Object point labels:
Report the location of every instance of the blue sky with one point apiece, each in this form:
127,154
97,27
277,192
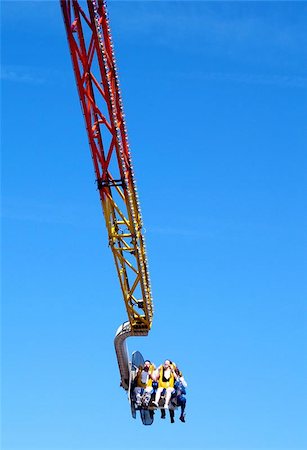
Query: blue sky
215,100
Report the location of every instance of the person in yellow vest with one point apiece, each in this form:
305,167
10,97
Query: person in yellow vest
166,376
143,384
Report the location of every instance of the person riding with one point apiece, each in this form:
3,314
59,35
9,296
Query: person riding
143,383
165,375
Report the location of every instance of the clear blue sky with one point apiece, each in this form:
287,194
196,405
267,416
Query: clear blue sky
215,99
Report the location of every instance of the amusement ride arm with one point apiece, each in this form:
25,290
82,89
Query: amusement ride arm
91,48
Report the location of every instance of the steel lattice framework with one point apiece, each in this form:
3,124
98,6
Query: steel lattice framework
91,48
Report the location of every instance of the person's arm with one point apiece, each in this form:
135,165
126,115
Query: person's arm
184,383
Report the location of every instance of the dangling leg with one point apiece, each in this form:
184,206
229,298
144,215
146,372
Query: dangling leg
181,401
158,395
172,415
147,395
168,397
138,395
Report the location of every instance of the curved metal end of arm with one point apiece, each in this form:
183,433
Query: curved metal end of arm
122,333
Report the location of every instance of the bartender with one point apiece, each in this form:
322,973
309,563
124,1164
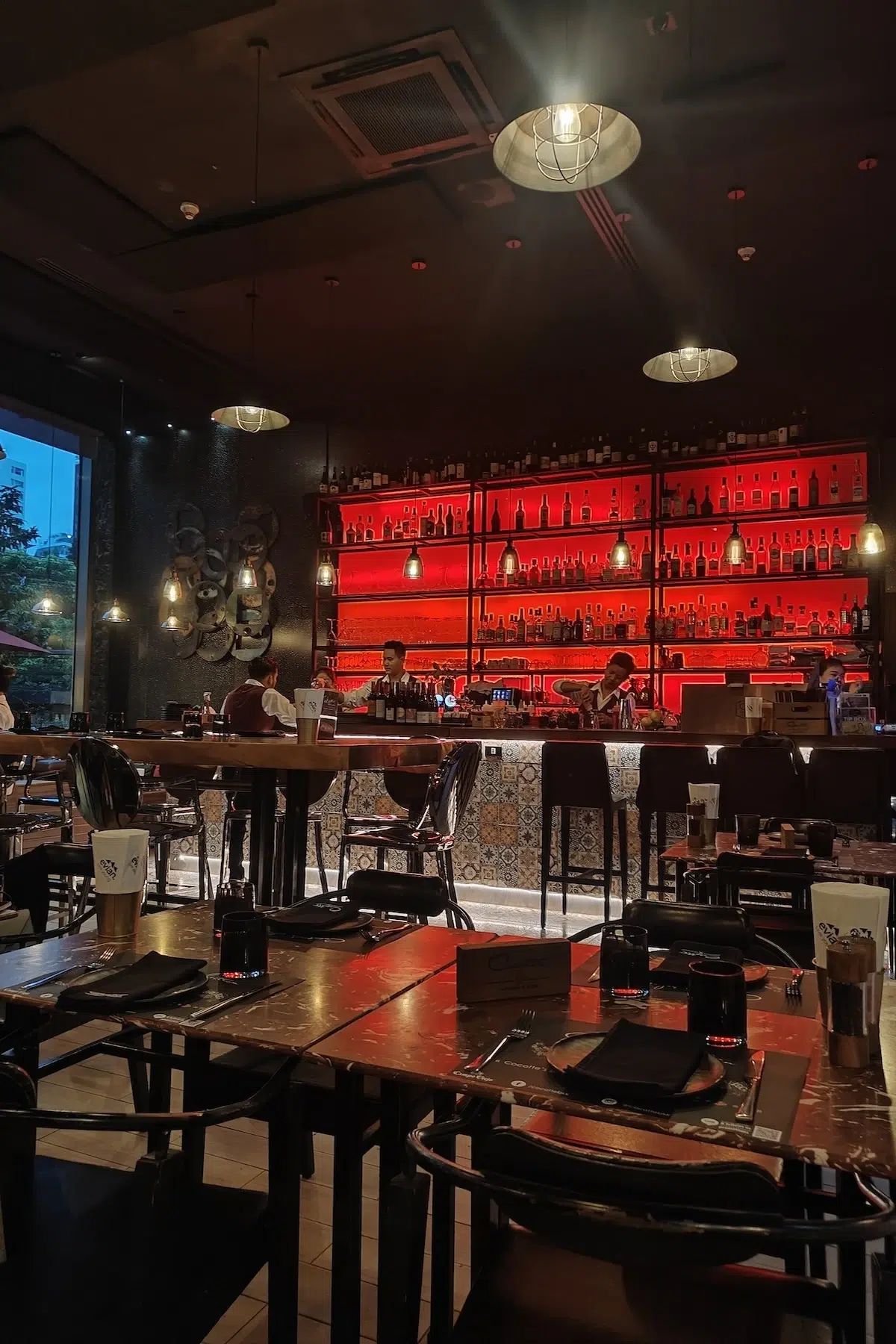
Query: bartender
394,655
602,697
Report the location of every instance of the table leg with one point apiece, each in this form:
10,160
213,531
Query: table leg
294,836
348,1154
261,846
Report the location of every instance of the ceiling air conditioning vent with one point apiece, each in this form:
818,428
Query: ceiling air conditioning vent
403,107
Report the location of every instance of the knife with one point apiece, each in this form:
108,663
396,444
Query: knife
231,1003
747,1108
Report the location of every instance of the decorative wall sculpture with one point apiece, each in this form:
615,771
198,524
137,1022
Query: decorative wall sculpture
206,605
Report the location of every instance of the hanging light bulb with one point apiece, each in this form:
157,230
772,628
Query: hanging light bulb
621,553
869,539
172,591
566,147
46,606
735,551
326,571
116,615
689,364
413,564
509,562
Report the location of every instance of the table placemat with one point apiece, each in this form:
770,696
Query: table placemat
521,1065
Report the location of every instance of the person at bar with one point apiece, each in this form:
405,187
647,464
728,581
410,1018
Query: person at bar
255,706
394,655
602,697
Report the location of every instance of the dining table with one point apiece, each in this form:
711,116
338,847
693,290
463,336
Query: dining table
267,757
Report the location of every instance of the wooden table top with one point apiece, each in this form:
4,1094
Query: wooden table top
845,1117
287,753
336,986
869,858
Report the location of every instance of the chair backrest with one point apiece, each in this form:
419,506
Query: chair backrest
104,784
852,785
665,774
671,921
452,786
761,780
575,774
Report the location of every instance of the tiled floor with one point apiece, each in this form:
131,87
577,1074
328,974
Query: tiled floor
237,1155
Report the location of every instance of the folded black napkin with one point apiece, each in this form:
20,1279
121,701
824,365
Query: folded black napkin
309,915
146,979
642,1061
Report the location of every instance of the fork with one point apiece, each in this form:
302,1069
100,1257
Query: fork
519,1031
795,988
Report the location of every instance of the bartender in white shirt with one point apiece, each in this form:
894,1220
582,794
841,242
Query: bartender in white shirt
605,695
394,655
7,717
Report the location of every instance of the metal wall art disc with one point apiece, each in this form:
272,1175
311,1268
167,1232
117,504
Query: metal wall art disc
265,517
211,605
249,647
215,645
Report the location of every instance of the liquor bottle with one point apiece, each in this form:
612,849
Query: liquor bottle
812,556
813,490
700,564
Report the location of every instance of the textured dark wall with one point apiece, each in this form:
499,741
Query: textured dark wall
220,472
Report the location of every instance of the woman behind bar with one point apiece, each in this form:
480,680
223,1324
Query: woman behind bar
602,697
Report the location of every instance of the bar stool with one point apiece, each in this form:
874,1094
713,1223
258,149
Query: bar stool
850,786
762,780
665,774
575,774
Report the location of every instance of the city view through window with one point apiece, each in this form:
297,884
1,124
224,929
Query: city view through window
40,483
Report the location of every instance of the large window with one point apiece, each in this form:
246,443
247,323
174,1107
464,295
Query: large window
43,495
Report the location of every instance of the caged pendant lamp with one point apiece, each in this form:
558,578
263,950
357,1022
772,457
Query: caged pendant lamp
249,417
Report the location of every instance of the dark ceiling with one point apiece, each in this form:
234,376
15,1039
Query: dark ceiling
108,122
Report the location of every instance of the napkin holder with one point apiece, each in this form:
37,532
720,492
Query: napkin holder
120,860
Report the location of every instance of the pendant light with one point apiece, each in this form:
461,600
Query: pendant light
250,418
116,615
47,605
413,564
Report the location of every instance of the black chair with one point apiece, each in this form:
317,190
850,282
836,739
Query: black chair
99,1256
852,786
662,789
622,1250
763,780
108,792
575,774
433,833
673,921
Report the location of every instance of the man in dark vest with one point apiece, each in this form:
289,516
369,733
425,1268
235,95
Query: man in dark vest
255,706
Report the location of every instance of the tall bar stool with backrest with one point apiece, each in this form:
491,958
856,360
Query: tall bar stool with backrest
762,780
850,785
662,789
575,774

→ Problem: Can the entries above be repeated exactly, without their pictures?

→ Solution for this task:
Report the location of every instance of the blue sky with one point apiece, each in this form:
127,154
97,27
277,192
Query: blue sky
215,100
Report the location of every instance of the person in yellow vest with one point apiece, each in this form:
305,167
10,97
Query: person in yellow vest
166,376
143,384
Report the location of every instance of the person riding with one point apiece, each in this form:
3,314
59,35
9,296
Query: person riding
143,383
165,375
Report the location of every instance of the clear blue sky with one point apiece, each in this form:
287,194
196,405
267,416
Query: clear blue sky
215,99
Report the location of every instance of the amusement ride arm with one point apiece, each in this form:
25,290
82,89
Query: amusement ride arm
91,48
Report the location of every instance of the steel lattice framework with one point apiece, each in this form:
3,124
98,6
Query: steel lattice framework
91,48
Report the location of every instance of the person's arm with one point apiece, each in this form:
135,165
126,115
Query: person's arm
184,383
Report the location of every instance of the dangling leg with one point apiece, each in this form:
184,206
229,298
144,215
146,372
Query: dangling leg
181,401
158,395
172,415
147,395
168,397
138,395
Report the location of every instance of the curved metal end of arm with one point apiece, each in this form:
183,433
Query: curved metal end of arm
122,333
Report the location of every instance of the bartender with one point apiece, each in this form:
322,973
309,563
124,1164
Query: bartender
394,655
602,697
Report the location of every instance of the table leg with one point apiece, each in this form:
10,160
213,531
Query: table leg
294,836
348,1154
261,846
Report the location of every instance of the ceiling air conditioning vent with one point apiece, each in this form:
818,428
Query: ceiling air conditioning vent
403,107
Report the location of every instance of the knife with one point apiece, each in this form:
108,663
396,444
Query: knife
231,1003
747,1108
Report the location of every instance of the decorative wall sculpture with one point apiece, each in this form:
615,771
198,524
137,1022
Query: decorative wall sculpture
206,605
Report the location of every instance of the hanging light bulb with one point apiece, each in this form:
157,230
772,628
Query: hanging light bulb
621,553
869,539
172,591
566,147
46,606
735,551
326,571
116,615
689,364
413,564
509,562
Report the location of every instance of the table placemat with one point apiece, each in this form:
770,696
Query: table placemat
521,1065
Report the location of every instance of the person at bar with one point apiece, each in this form:
405,187
647,464
728,581
410,1018
Query: person at bar
255,706
394,655
602,697
Report the location of every instance of the dining table with one point apiece, each in this form:
711,116
338,847
693,290
463,336
Query: dining table
267,757
Report the location of every instance of the wooden table top with one point apiece, each in this form:
4,1094
Query: wooden table top
845,1117
287,753
336,986
869,858
Report the location of every instance of the chair backrest with one point apiece, each in this form:
419,506
Query: chair backrest
104,784
852,785
665,774
671,921
452,786
761,780
575,774
Report the location of every instance of the tiled floor with one point apiece, each in this form:
131,87
577,1074
328,974
Query: tiled floor
237,1155
Report the location of every instance of the folded black napkin with one point apiece, each in this form:
20,1279
121,701
824,365
Query: folded black napkin
309,915
146,979
642,1061
Report the location of every instance of the fork with one point apiece, each in this form:
302,1069
100,1257
Query: fork
519,1031
795,988
Report the location of every instance of the bartender in white shirt with one point apiece, each in this form:
894,1220
582,794
841,242
Query: bartender in white shirt
605,695
394,655
7,717
Report the location of every instance of the metal wall art disc with one point apiece, each in this form:
272,1175
311,1268
167,1232
117,504
Query: metal wall art disc
265,517
211,605
249,647
215,645
Report the location of every instance of the liquor bottle with one point apiece, each in this form:
612,849
Query: liquor bottle
812,556
813,490
700,564
Report the location of every instance of the textured dark wall with one point apiece, each in this form:
499,741
Query: textured dark wall
220,472
Report the location of every instance of the woman behind bar with one point apiece, each in this form:
480,680
223,1324
Query: woman behind bar
602,697
Report the location of every instance of the bar stool with one point apiece, each in this form:
874,1094
713,1223
258,149
Query: bar stool
850,786
762,780
665,774
575,774
Report the location of every instance of the city view through window with one point apiece, each in this form:
297,884
1,124
224,929
Query: city view through window
40,483
Report the location of every instance of the large window with one point apiece, each in this form:
246,443
247,323
174,1107
464,295
Query: large window
43,495
Report the location of every instance of the caged pendant lamp with one point apiece, each in this form:
558,578
263,950
357,1022
772,457
Query: caged pendant lamp
249,417
Report the location of every instance of the dark ceiling with one point apiece, each in this form:
234,376
15,1039
Query: dark ceiling
108,122
Report the location of every instance of the napkin holder with one point apiece, each in this form:
37,532
720,492
Query: napkin holder
120,860
Report the location of every instance of the pendant light with one point apiece, each in this form:
461,600
Query: pendant light
250,418
116,615
47,605
413,564
Report the location of every instance of the black chair with one point apiece, each in this form:
317,190
850,282
836,739
Query: black chair
99,1256
852,786
662,789
622,1250
763,780
108,792
575,774
433,833
673,921
Report the location of every instance of the man in dark vest with one point apiece, each in this form:
289,516
369,733
425,1268
235,95
Query: man in dark vest
255,706
Report the location of every instance of the tall bar stool with backrest with one point apiece, each in this form:
491,958
856,360
Query: tall bar stool with backrest
762,780
850,785
662,789
575,774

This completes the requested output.